## DOCUMENT EXCERPT
•••
Eligible Offering Sample Clauses

Eligible Offering. Pursuant to the terms of this Section 10.8, UDC hereby grants to PPG the options to purchase any UDC Common Stock in an amount that bears the same ratio to the aggregate amount of securities covered by such Eligible Offering as the number of shares owned by PPG bears at such time to the total number of shares owned by all UDC Common stockholders at the time.
Eligible Offering. Except as otherwise provided in SECTION 6.4, the Company hereby grants to each of the Stockholders the right to purchase a portion of any future offering (an "Eligible Offering") of any Shares or any other equity securities of the Company or of any security convertible into or exchangeable for or carrying rights, warrants or options to purchase any Shares or any other equity securities of the Company or, to the extent such Stockholder (or, in the case of any Stockholder that is not an individual, its Affiliates) is eligible to purchase such securities pursuant to such offering under federal and state securities laws, any "Units" comprised of (i) debt securities of the Company and (ii) any security convertible into or exchangeable for or carrying rights, warrants or options to purchase any Shares or any other equity securities of the Company which bears the same ratio to the aggregate amount of securities covered by such Eligible Offering as the number of Shares (assuming the exercise of the Warrants) owned by such Stockholder bears to the total number of Shares owned (assuming the exercise of the Warrants), on a fully diluted basis, by all Stockholders at the time. In no event shall the Company be required to change the type or terms of any offering in order for any Stockholder to become eligible to participate in such offering pursuant to this Section 6.1.
•••
## Lines excerpted from a collection
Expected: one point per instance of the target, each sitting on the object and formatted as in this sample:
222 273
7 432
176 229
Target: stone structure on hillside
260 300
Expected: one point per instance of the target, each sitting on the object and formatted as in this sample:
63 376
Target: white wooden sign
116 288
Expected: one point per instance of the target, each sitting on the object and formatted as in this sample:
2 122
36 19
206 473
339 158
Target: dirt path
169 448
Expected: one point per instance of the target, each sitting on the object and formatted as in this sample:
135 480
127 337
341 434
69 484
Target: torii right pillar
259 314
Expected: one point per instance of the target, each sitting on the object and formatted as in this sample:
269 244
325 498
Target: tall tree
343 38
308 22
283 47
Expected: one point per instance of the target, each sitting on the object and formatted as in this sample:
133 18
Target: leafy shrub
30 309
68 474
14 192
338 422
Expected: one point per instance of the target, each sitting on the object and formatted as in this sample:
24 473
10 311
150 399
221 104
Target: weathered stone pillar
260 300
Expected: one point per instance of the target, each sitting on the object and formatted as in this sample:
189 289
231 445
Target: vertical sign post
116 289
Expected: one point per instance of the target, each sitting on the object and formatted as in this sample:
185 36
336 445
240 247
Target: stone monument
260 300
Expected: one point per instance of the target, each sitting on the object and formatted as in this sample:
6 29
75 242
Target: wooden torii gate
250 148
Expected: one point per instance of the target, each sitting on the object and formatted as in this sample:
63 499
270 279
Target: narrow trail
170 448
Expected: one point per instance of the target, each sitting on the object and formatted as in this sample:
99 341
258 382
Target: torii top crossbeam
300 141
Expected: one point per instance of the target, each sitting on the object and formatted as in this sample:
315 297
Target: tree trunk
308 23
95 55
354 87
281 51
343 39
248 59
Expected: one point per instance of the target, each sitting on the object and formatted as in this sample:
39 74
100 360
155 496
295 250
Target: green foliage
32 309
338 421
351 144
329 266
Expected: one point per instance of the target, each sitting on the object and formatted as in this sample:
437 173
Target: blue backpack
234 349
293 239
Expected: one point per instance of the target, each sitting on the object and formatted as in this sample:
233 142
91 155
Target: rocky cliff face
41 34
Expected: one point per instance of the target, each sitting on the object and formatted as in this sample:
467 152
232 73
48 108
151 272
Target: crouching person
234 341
•••
Reproduce the full text of the eligible offering clauses above, word for word.

## ANSWER BELOW
Eligible Offering Sample Clauses

Eligible Offering. Pursuant to the terms of this Section 10.8, UDC hereby grants to PPG the options to purchase any UDC Common Stock in an amount that bears the same ratio to the aggregate amount of securities covered by such Eligible Offering as the number of shares owned by PPG bears at such time to the total number of shares owned by all UDC Common stockholders at the time.
Eligible Offering. Except as otherwise provided in SECTION 6.4, the Company hereby grants to each of the Stockholders the right to purchase a portion of any future offering (an "Eligible Offering") of any Shares or any other equity securities of the Company or of any security convertible into or exchangeable for or carrying rights, warrants or options to purchase any Shares or any other equity securities of the Company or, to the extent such Stockholder (or, in the case of any Stockholder that is not an individual, its Affiliates) is eligible to purchase such securities pursuant to such offering under federal and state securities laws, any "Units" comprised of (i) debt securities of the Company and (ii) any security convertible into or exchangeable for or carrying rights, warrants or options to purchase any Shares or any other equity securities of the Company which bears the same ratio to the aggregate amount of securities covered by such Eligible Offering as the number of Shares (assuming the exercise of the Warrants) owned by such Stockholder bears to the total number of Shares owned (assuming the exercise of the Warrants), on a fully diluted basis, by all Stockholders at the time. In no event shall the Company be required to change the type or terms of any offering in order for any Stockholder to become eligible to participate in such offering pursuant to this Section 6.1.